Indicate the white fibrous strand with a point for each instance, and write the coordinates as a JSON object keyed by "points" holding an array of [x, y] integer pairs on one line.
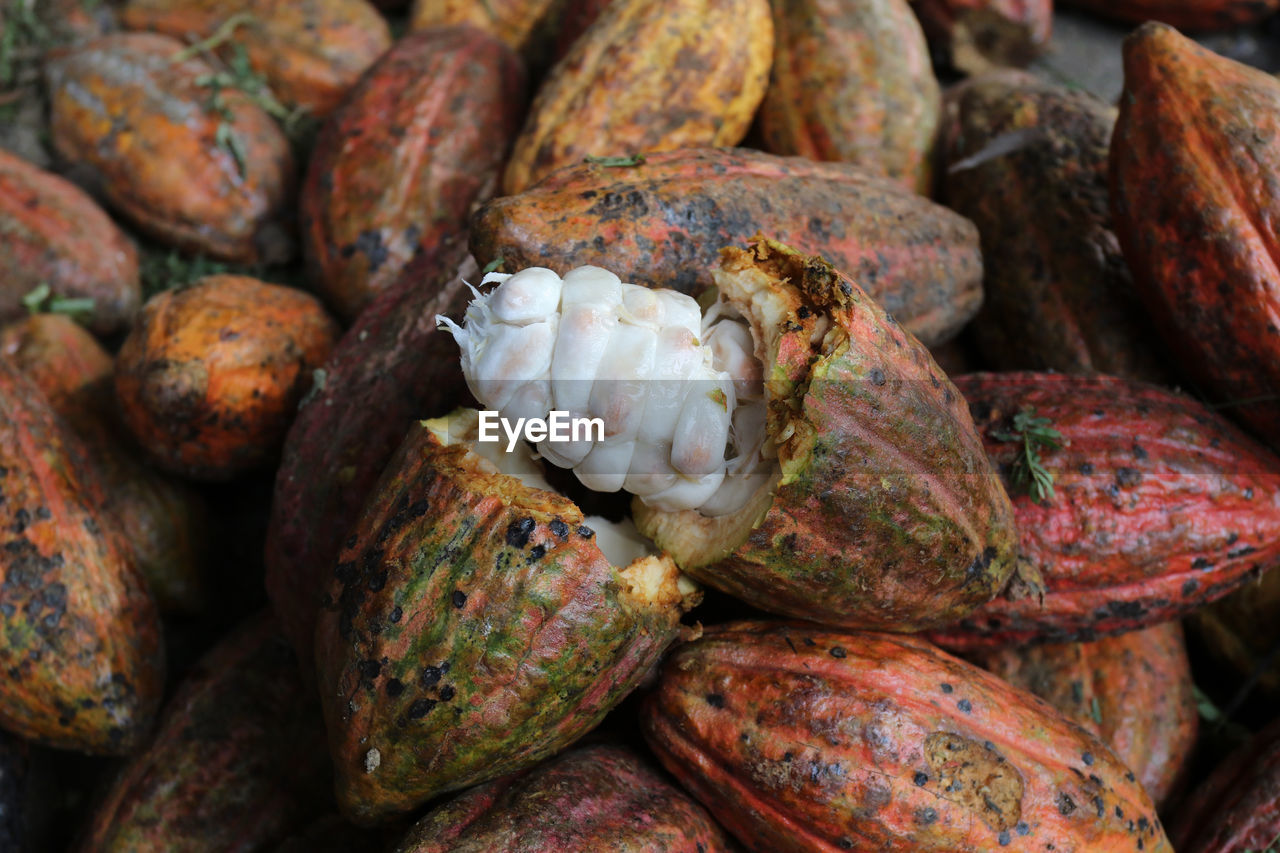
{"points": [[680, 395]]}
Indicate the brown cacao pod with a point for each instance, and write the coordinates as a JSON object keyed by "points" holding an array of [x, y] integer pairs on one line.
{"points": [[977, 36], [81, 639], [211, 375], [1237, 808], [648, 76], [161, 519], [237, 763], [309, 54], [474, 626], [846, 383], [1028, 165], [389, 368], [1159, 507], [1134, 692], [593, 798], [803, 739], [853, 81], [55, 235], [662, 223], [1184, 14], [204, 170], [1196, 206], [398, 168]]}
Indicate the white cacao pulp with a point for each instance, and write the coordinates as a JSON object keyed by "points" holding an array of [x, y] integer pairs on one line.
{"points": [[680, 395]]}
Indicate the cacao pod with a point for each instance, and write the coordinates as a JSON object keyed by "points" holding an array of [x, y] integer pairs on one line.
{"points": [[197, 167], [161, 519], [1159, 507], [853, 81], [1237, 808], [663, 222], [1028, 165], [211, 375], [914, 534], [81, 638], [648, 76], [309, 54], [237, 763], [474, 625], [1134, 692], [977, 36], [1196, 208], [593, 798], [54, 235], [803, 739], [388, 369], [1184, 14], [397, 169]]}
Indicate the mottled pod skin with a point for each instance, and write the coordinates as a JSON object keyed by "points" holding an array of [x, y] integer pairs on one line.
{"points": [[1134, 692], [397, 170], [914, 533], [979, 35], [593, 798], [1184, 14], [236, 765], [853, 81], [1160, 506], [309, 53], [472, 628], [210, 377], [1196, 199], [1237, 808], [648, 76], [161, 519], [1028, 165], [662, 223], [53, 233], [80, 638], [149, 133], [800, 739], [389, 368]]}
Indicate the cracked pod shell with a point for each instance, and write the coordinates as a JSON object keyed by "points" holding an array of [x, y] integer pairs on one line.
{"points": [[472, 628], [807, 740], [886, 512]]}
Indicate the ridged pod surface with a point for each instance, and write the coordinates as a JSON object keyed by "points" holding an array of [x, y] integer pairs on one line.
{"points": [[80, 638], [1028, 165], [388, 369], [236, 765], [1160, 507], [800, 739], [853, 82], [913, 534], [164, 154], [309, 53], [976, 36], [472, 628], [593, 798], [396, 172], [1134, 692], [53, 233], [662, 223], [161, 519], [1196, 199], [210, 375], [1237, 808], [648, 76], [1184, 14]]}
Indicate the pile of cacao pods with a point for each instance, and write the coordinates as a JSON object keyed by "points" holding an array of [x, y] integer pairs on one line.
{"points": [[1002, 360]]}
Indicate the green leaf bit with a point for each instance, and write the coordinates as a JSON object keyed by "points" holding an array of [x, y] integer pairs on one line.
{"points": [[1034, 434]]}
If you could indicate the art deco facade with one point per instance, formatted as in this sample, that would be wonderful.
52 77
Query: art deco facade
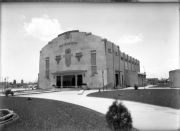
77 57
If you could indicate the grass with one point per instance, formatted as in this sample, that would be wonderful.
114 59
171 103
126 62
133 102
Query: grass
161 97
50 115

→ What is being asked
The entries above should be retyped exactly, minus any pictures.

→ Written response
Indicate the white fibrous strand with a point for each instance, and write the coordinates as a JSON object keyed by "points" holding an array of [x, y] integer pairs on one line.
{"points": [[680, 395]]}
Indicate the brown cacao pod with a point for each instance, and write the coordinates as a JSON object keyed by "points" holding an array of [x, y] integer pairs on one line.
{"points": [[977, 36], [81, 639], [211, 375], [1237, 808], [648, 76], [161, 519], [237, 763], [309, 54], [474, 626], [846, 383], [1028, 165], [389, 368], [1159, 507], [1134, 692], [593, 798], [803, 739], [853, 81], [55, 235], [662, 223], [1184, 14], [204, 170], [1196, 206], [398, 168]]}
Indicate the white cacao pulp with a point for each instance, and write the coordinates as a JSON object keyed by "points" holding an array of [x, y] integer pairs on one line.
{"points": [[680, 395]]}
Indicate the cacao pod with a point for each instance, and write the coordinates as a JSON object keyed by "points" holding an array of [x, y] integer pairs on one line.
{"points": [[197, 167], [161, 519], [1159, 507], [853, 81], [1237, 808], [663, 222], [1028, 165], [211, 375], [914, 534], [81, 638], [648, 76], [309, 54], [237, 763], [474, 625], [1134, 692], [977, 36], [1196, 208], [593, 798], [54, 235], [803, 739], [388, 369], [1184, 14], [397, 169]]}
Indicate the mottled pod skin with a point for each instance, and write the coordinates as a JSON object keyed by "points" holding an array of [x, y] integer pairs on one line.
{"points": [[1134, 692], [397, 170], [914, 533], [979, 35], [593, 798], [1184, 14], [236, 765], [853, 81], [1160, 506], [309, 53], [472, 628], [210, 377], [1196, 199], [1237, 808], [648, 76], [161, 519], [1028, 165], [662, 223], [53, 233], [80, 638], [149, 133], [800, 739], [389, 368]]}
Indicate the cracked pod shell with a point for each instance, and write the coordinates as a JSON object keyed by "points" holding an array of [x, y] integer pairs on one line.
{"points": [[472, 628], [807, 740], [886, 512]]}
Indicate the ridged pod surface with a point for each instance, and write the coordinates as a JSON object keyed by "points" holding an array of [x, y] integer pairs on one line.
{"points": [[80, 638], [1028, 165], [388, 369], [236, 765], [1160, 507], [800, 739], [853, 82], [913, 534], [164, 154], [309, 53], [976, 36], [472, 628], [593, 798], [396, 172], [1134, 692], [53, 233], [662, 223], [161, 519], [1196, 199], [210, 375], [1237, 808], [648, 76], [1184, 14]]}
Indicate the pile of cacao pods with a point for each instance, and write the coordinates as a JSON object keyed by "points" holding an array of [x, y] integer pairs on one line.
{"points": [[1002, 360]]}
Indicate the green leaf bit with a point for each instance, and write the coordinates as a JSON object keyed by "points" holding an array of [x, y] integer pairs on one line.
{"points": [[1034, 434]]}
If you could indicate the art deco facade with one point per instance, formatted as in this sample, that would be wonderful.
52 77
Query: art deco facade
77 57
If you could indicate the grass with one point per instance, formatted as in this sample, that would be wonderful.
114 59
171 103
126 62
133 102
Query: grass
161 97
50 115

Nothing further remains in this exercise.